TO BE DONE:
Extract every line of the material below that contains the word "dark". Case counts, so match only that exact capitalization.

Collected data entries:
----

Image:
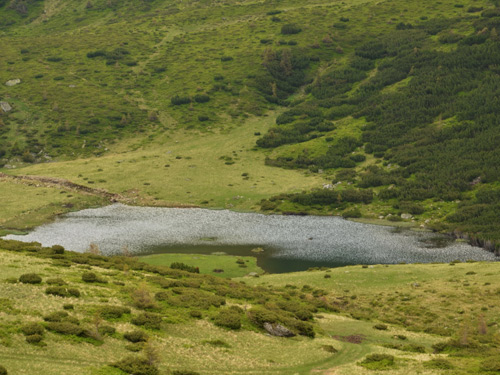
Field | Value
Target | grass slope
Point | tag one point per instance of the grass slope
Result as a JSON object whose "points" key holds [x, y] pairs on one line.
{"points": [[186, 344]]}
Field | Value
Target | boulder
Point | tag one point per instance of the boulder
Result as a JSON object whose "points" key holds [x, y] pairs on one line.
{"points": [[13, 82], [5, 106], [278, 330]]}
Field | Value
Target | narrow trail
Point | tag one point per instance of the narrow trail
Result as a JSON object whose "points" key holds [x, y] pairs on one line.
{"points": [[41, 181]]}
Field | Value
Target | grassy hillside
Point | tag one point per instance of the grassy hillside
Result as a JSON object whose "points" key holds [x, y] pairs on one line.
{"points": [[387, 97], [79, 316]]}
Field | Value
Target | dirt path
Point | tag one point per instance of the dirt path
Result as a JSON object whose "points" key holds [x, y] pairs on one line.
{"points": [[40, 181]]}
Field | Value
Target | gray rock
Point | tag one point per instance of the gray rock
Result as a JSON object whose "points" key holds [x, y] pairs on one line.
{"points": [[278, 330], [13, 82], [5, 106]]}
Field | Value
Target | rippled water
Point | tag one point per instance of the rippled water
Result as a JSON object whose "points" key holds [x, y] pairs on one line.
{"points": [[290, 243]]}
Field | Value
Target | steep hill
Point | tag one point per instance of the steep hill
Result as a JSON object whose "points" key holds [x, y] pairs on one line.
{"points": [[244, 101]]}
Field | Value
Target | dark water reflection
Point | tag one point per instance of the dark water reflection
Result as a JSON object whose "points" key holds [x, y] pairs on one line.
{"points": [[290, 243]]}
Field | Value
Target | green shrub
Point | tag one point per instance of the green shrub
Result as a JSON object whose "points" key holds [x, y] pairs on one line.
{"points": [[106, 330], [491, 364], [228, 318], [57, 249], [148, 320], [217, 343], [201, 98], [113, 312], [73, 292], [378, 361], [438, 364], [352, 213], [34, 339], [57, 316], [136, 336], [136, 366], [290, 28], [65, 328], [30, 278], [91, 277], [32, 329], [56, 281], [179, 100], [195, 314], [184, 267]]}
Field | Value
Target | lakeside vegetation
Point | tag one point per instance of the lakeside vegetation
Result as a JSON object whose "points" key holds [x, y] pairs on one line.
{"points": [[114, 315]]}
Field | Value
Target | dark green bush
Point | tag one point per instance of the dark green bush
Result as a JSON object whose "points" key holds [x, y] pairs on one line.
{"points": [[352, 213], [56, 281], [201, 98], [34, 339], [113, 312], [378, 361], [136, 366], [195, 314], [179, 100], [184, 267], [106, 330], [148, 320], [136, 336], [32, 329], [290, 28], [30, 278], [91, 277], [228, 318], [439, 364], [491, 364], [62, 292], [56, 316], [65, 328]]}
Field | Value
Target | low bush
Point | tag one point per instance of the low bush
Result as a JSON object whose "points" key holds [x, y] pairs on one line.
{"points": [[491, 364], [62, 292], [184, 267], [91, 277], [106, 330], [57, 316], [113, 312], [56, 281], [58, 249], [148, 320], [65, 328], [378, 361], [201, 98], [228, 318], [30, 278], [290, 28], [30, 329], [438, 364], [179, 100], [136, 336], [34, 339], [136, 366]]}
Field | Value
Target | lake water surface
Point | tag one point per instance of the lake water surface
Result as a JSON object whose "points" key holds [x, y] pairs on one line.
{"points": [[290, 243]]}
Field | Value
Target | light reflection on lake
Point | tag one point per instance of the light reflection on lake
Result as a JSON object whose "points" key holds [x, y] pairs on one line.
{"points": [[290, 243]]}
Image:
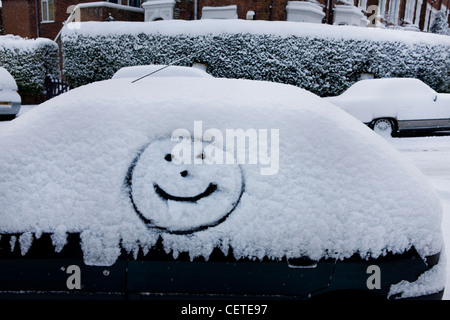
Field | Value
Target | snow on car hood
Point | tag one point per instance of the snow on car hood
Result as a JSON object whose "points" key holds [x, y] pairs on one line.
{"points": [[100, 160]]}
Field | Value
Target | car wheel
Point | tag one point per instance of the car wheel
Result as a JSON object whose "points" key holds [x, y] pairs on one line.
{"points": [[384, 127]]}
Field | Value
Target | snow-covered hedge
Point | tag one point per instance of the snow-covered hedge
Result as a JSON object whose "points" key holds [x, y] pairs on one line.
{"points": [[321, 58], [29, 61]]}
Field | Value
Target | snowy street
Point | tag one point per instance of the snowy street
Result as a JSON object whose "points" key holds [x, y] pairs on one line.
{"points": [[431, 154]]}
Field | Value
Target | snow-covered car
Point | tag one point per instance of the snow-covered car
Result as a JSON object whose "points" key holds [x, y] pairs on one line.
{"points": [[210, 188], [10, 100], [396, 105], [157, 70]]}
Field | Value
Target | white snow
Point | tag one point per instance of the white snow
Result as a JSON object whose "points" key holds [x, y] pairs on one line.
{"points": [[432, 156], [7, 82], [398, 98], [340, 188], [279, 28]]}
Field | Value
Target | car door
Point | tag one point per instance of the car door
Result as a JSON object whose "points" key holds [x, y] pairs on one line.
{"points": [[160, 274]]}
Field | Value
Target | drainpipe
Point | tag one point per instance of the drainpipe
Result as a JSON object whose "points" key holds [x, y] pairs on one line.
{"points": [[195, 9], [37, 18]]}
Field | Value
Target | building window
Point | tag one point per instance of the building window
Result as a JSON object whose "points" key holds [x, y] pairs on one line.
{"points": [[362, 4], [48, 10], [134, 3], [418, 8], [409, 11], [427, 17]]}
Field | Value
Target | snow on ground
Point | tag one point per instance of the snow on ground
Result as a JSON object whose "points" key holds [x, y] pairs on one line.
{"points": [[431, 155]]}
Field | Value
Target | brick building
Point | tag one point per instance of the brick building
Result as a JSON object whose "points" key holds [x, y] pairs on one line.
{"points": [[45, 18]]}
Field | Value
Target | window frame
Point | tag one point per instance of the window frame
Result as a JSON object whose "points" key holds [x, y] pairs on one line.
{"points": [[47, 11]]}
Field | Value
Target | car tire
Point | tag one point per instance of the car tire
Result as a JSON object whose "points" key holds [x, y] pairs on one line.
{"points": [[384, 127]]}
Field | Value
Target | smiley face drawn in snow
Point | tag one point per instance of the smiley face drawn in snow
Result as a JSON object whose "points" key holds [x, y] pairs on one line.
{"points": [[181, 198]]}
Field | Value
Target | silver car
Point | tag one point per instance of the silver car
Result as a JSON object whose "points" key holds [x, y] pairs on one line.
{"points": [[10, 100], [396, 105]]}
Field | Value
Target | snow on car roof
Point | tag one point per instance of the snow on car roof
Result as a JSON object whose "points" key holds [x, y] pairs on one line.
{"points": [[385, 86], [159, 71], [7, 82], [100, 160]]}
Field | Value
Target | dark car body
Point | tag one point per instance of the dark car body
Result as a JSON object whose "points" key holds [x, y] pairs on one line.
{"points": [[94, 205]]}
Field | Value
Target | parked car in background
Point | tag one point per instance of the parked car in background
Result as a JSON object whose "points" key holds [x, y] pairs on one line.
{"points": [[396, 105], [10, 100], [156, 70], [176, 187]]}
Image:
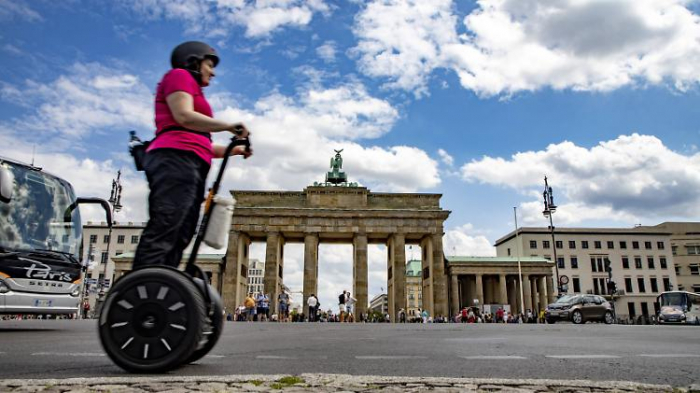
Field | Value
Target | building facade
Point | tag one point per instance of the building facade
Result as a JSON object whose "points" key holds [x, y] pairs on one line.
{"points": [[685, 247], [96, 242], [641, 262]]}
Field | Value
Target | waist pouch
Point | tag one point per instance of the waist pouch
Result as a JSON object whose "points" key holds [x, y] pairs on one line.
{"points": [[138, 148]]}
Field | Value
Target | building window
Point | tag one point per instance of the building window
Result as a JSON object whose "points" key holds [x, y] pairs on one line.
{"points": [[638, 262], [694, 270], [692, 250], [667, 284], [654, 285], [640, 284]]}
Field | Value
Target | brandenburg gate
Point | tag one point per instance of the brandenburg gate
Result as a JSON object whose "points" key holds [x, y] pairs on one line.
{"points": [[336, 211]]}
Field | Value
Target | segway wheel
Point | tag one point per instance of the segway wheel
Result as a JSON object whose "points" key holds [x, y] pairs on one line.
{"points": [[213, 326], [152, 319]]}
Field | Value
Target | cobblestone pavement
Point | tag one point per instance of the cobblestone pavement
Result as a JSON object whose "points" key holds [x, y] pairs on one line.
{"points": [[323, 383]]}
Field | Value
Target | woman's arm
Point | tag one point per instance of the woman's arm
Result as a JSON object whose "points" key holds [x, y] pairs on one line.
{"points": [[181, 105]]}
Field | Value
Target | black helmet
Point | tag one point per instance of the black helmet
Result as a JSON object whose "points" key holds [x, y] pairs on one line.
{"points": [[190, 54]]}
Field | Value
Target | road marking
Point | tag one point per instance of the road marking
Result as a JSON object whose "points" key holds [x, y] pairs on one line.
{"points": [[67, 354], [582, 357], [381, 357]]}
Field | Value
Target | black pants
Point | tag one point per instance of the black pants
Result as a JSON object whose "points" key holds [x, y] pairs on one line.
{"points": [[177, 179]]}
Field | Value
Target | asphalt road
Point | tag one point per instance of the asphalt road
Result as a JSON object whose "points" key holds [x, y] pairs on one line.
{"points": [[650, 354]]}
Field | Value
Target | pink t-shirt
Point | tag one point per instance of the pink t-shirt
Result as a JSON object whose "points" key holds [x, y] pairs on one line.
{"points": [[180, 80]]}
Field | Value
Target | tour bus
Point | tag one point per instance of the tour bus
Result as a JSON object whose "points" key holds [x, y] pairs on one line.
{"points": [[40, 238], [678, 307]]}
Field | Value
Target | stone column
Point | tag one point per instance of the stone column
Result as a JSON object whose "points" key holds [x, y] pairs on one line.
{"points": [[503, 286], [543, 296], [273, 265], [439, 277], [454, 298], [360, 275], [533, 289], [480, 289], [310, 268], [527, 292], [550, 289], [399, 268], [235, 272]]}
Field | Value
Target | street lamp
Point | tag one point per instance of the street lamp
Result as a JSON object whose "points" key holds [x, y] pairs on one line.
{"points": [[115, 199], [549, 209]]}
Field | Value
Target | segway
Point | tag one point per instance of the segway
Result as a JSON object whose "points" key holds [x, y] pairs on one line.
{"points": [[157, 318]]}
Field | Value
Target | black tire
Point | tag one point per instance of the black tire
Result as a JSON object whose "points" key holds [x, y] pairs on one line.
{"points": [[214, 325], [151, 320], [608, 318]]}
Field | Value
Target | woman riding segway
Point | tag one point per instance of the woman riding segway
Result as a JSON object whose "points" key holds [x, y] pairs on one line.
{"points": [[157, 317]]}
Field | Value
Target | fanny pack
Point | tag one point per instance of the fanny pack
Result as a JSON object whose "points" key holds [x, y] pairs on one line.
{"points": [[137, 147]]}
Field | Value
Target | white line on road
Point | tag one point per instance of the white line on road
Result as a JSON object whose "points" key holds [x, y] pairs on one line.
{"points": [[381, 357], [67, 354], [582, 357]]}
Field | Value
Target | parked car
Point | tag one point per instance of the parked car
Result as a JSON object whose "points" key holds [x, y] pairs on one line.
{"points": [[580, 309]]}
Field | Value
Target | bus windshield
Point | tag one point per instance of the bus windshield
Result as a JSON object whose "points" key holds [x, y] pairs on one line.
{"points": [[33, 220]]}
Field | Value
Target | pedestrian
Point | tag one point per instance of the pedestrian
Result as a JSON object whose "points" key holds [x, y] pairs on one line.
{"points": [[341, 305], [350, 307], [313, 304], [177, 161]]}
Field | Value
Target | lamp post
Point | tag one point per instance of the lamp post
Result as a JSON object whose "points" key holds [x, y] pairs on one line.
{"points": [[549, 209], [115, 199]]}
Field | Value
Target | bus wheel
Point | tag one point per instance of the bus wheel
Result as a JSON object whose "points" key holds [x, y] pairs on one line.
{"points": [[152, 319]]}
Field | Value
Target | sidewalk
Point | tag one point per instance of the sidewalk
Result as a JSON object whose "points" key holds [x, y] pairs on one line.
{"points": [[323, 383]]}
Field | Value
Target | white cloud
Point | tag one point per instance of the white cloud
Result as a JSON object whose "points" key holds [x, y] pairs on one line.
{"points": [[75, 105], [215, 18], [631, 176], [446, 157], [525, 45], [327, 51], [463, 241], [11, 8]]}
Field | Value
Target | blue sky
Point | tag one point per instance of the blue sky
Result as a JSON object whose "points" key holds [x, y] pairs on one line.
{"points": [[476, 100]]}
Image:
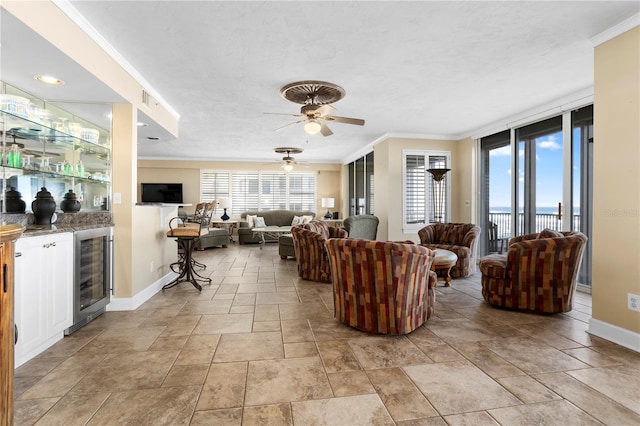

----

PROBLEM SOLUTION:
Target | dark water reflection
Point | tag one point per instance of the dark water reflection
Target | dark green bush
Point | tag one point per instance of the dark green bush
Target | dark car body
Point | tag one point per instance of the dark car body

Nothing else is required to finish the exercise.